▶ _Exercise objective_: When you have gone through the records below, state only how many lines include the word "separate".

▶ _Data for review_:
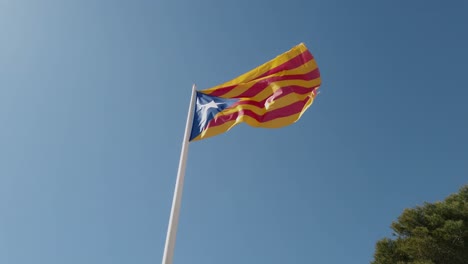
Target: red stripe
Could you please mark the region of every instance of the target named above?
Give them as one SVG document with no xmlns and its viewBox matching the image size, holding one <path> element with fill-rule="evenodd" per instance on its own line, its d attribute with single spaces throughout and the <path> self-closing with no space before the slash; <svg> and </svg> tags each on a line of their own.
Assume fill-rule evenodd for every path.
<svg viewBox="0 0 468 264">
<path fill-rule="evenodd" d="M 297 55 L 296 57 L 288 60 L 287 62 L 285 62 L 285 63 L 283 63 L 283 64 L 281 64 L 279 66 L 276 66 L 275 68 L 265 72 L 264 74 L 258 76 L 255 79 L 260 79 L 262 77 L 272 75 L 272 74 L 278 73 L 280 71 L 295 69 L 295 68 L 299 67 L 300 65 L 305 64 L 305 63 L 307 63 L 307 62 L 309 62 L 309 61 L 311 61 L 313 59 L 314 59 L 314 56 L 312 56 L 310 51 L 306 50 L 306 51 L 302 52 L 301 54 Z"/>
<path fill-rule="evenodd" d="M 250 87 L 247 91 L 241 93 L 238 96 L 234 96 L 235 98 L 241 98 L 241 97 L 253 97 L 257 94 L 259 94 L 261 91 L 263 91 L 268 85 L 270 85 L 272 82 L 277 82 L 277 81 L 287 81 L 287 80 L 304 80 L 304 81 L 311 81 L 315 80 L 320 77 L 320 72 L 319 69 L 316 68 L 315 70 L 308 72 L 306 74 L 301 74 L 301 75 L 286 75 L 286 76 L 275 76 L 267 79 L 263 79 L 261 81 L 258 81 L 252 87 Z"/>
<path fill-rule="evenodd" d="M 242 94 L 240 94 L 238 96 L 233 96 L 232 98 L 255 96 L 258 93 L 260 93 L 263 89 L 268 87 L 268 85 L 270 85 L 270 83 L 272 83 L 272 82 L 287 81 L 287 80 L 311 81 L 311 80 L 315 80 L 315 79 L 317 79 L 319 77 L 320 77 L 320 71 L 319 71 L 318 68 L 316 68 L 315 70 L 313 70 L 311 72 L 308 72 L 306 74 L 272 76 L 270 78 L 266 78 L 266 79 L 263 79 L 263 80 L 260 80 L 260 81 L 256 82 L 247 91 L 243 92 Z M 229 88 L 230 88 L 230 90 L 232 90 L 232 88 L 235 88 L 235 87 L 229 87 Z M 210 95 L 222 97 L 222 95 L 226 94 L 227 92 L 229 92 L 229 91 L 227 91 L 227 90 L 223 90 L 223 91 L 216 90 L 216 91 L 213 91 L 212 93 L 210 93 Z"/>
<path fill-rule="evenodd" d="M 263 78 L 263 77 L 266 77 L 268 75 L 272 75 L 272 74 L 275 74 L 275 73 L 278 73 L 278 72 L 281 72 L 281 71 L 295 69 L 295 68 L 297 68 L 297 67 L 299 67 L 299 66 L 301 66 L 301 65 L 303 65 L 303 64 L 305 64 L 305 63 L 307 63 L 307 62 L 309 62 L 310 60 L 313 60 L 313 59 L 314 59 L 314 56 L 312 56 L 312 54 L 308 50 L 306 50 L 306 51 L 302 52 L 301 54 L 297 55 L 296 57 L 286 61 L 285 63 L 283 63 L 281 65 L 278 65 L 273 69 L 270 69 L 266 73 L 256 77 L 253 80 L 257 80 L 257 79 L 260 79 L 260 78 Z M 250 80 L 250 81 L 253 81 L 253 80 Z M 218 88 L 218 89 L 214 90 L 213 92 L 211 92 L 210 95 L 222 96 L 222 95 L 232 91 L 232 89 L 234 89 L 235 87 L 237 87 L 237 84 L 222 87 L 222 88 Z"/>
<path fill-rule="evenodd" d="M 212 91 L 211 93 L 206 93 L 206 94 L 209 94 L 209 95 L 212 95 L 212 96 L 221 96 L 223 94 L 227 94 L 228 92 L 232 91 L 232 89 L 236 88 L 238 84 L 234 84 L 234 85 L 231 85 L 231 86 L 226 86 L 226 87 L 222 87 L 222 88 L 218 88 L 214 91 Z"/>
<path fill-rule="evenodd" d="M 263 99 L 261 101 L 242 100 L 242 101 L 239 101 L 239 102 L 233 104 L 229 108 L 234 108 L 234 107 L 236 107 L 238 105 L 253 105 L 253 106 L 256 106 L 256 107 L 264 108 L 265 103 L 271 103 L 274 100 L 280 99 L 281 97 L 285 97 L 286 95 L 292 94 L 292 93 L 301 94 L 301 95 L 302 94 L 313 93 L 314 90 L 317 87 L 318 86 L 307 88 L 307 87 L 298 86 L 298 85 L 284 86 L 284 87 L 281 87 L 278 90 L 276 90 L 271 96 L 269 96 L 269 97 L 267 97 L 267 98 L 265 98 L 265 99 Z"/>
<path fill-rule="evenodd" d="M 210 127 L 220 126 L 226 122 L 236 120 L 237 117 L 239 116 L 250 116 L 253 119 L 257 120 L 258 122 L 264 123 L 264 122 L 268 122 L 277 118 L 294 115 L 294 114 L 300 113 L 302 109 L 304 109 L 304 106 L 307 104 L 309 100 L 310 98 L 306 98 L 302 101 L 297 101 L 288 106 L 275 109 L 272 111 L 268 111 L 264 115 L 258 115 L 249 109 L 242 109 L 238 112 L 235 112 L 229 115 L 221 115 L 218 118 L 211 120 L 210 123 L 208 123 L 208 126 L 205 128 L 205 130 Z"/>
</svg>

...

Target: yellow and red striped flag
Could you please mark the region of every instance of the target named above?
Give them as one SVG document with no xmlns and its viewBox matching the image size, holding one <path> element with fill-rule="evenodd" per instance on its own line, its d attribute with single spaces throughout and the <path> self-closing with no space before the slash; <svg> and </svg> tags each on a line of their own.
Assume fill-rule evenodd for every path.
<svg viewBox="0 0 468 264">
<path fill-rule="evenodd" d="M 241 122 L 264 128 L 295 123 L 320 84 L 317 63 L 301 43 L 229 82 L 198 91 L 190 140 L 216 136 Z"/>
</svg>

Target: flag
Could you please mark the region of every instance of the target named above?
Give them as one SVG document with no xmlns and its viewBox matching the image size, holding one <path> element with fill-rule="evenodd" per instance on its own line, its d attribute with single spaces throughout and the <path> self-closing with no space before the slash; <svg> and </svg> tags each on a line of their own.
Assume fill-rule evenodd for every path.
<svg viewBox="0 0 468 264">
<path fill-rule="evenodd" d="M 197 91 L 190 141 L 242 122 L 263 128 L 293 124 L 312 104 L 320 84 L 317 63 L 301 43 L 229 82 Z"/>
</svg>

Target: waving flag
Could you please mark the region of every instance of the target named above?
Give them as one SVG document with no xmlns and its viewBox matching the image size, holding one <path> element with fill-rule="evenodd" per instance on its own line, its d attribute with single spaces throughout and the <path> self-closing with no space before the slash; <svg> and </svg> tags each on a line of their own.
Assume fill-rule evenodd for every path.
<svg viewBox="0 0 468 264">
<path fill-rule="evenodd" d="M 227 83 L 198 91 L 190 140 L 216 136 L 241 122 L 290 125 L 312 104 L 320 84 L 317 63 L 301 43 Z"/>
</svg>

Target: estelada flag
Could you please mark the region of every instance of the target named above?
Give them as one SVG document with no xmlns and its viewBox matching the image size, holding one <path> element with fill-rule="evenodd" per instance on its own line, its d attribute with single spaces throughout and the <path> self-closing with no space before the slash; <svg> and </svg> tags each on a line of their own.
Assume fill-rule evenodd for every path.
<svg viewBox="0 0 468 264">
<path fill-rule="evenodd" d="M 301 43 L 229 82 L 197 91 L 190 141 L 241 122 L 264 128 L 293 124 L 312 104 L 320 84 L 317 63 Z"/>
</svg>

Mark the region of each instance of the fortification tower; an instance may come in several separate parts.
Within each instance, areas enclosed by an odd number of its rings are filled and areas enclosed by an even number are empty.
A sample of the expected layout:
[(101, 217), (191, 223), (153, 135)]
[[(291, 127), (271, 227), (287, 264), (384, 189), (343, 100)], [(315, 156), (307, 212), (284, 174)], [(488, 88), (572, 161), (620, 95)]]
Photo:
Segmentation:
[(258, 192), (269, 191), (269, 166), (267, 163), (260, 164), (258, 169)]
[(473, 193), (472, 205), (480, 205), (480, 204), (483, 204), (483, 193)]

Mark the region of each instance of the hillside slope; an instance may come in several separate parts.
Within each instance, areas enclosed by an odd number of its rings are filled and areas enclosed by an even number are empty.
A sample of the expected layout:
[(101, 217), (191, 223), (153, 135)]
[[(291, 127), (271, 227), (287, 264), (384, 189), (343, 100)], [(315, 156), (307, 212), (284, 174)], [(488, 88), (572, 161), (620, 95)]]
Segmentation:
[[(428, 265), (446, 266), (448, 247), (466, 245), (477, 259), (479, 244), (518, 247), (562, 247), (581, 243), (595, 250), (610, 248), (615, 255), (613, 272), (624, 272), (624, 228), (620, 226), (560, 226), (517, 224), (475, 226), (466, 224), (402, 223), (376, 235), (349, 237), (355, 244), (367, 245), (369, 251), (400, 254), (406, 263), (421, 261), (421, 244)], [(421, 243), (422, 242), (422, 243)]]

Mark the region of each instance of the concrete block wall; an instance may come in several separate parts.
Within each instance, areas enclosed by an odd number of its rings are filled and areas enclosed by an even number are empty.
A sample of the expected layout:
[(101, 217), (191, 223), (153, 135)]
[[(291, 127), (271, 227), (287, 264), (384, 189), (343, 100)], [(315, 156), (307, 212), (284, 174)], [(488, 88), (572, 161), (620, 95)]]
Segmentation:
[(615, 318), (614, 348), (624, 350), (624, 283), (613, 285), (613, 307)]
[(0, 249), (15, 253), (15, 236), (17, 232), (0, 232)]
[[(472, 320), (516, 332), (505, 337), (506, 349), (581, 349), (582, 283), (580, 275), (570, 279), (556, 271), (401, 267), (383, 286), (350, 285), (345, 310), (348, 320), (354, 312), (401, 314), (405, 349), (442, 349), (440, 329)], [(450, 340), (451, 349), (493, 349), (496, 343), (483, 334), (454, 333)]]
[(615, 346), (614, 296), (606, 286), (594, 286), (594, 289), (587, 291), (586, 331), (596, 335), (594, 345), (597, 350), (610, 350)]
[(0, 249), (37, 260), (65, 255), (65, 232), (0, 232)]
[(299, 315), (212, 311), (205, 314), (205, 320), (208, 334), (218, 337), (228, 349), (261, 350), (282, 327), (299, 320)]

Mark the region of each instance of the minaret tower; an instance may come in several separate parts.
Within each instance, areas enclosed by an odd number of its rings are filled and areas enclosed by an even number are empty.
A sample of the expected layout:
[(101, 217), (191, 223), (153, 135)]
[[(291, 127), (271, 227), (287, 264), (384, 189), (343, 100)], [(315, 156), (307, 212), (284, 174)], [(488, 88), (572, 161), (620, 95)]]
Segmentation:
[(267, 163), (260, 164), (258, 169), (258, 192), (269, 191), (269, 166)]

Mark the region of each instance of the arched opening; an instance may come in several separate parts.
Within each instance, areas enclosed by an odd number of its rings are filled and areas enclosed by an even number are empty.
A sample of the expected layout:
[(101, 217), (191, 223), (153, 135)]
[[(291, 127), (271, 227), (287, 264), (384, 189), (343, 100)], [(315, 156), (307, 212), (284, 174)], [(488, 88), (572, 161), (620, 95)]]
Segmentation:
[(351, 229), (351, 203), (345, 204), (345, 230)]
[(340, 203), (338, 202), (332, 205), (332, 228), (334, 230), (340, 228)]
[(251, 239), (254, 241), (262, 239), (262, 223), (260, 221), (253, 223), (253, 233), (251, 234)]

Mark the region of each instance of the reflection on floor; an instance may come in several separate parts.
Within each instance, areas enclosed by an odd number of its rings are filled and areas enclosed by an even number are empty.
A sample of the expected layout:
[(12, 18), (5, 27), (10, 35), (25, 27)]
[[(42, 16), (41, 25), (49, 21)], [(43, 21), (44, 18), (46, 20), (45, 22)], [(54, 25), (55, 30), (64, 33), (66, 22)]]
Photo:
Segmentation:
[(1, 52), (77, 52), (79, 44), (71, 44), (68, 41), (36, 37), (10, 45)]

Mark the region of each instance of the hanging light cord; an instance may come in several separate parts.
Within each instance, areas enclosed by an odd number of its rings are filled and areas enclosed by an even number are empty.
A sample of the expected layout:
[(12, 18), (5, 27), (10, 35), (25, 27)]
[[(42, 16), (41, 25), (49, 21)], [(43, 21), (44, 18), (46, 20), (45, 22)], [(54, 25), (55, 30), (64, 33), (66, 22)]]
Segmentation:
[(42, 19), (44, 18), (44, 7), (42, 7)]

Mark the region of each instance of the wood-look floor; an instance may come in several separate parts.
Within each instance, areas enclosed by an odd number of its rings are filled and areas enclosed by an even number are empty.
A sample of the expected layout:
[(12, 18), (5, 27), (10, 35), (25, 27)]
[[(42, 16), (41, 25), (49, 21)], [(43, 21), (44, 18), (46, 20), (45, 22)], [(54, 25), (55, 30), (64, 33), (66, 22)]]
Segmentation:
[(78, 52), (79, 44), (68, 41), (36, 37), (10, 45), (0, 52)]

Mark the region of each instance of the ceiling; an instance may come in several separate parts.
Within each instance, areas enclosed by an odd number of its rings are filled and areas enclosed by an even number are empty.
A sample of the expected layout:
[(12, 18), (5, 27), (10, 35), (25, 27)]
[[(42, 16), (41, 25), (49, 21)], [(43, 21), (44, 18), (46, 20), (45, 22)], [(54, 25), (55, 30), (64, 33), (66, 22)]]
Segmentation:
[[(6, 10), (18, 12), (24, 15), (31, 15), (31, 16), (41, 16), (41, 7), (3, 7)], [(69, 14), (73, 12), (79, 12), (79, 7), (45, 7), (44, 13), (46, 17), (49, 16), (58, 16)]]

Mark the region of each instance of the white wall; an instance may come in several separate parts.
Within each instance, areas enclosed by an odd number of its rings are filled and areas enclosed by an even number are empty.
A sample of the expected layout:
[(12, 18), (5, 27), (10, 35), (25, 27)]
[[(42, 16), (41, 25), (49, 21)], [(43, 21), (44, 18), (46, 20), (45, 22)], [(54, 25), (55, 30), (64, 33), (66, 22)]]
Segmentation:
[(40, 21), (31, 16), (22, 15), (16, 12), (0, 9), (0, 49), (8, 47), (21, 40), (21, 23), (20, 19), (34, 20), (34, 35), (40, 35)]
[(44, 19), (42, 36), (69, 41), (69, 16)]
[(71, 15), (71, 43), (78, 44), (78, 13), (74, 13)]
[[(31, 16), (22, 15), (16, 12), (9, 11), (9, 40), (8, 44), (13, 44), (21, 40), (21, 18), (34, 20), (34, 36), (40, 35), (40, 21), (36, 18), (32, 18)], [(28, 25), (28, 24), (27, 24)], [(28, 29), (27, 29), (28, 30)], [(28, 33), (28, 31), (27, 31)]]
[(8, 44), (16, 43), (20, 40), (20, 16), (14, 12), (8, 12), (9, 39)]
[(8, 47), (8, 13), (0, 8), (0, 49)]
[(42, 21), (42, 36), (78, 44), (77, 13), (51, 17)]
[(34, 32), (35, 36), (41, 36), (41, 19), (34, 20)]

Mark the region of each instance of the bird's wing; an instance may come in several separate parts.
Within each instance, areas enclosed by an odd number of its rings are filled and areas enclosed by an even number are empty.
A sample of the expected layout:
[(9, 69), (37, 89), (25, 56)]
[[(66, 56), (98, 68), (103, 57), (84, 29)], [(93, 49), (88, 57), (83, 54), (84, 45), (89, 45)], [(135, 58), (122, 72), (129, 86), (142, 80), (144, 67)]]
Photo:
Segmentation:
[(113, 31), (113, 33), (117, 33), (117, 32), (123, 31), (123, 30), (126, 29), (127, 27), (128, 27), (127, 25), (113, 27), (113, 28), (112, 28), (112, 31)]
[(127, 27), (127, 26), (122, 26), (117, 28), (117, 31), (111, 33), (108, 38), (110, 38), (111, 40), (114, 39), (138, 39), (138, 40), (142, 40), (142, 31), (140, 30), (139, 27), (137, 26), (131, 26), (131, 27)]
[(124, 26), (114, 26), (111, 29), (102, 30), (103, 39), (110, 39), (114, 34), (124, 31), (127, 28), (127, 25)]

▶ _Answer section_: 11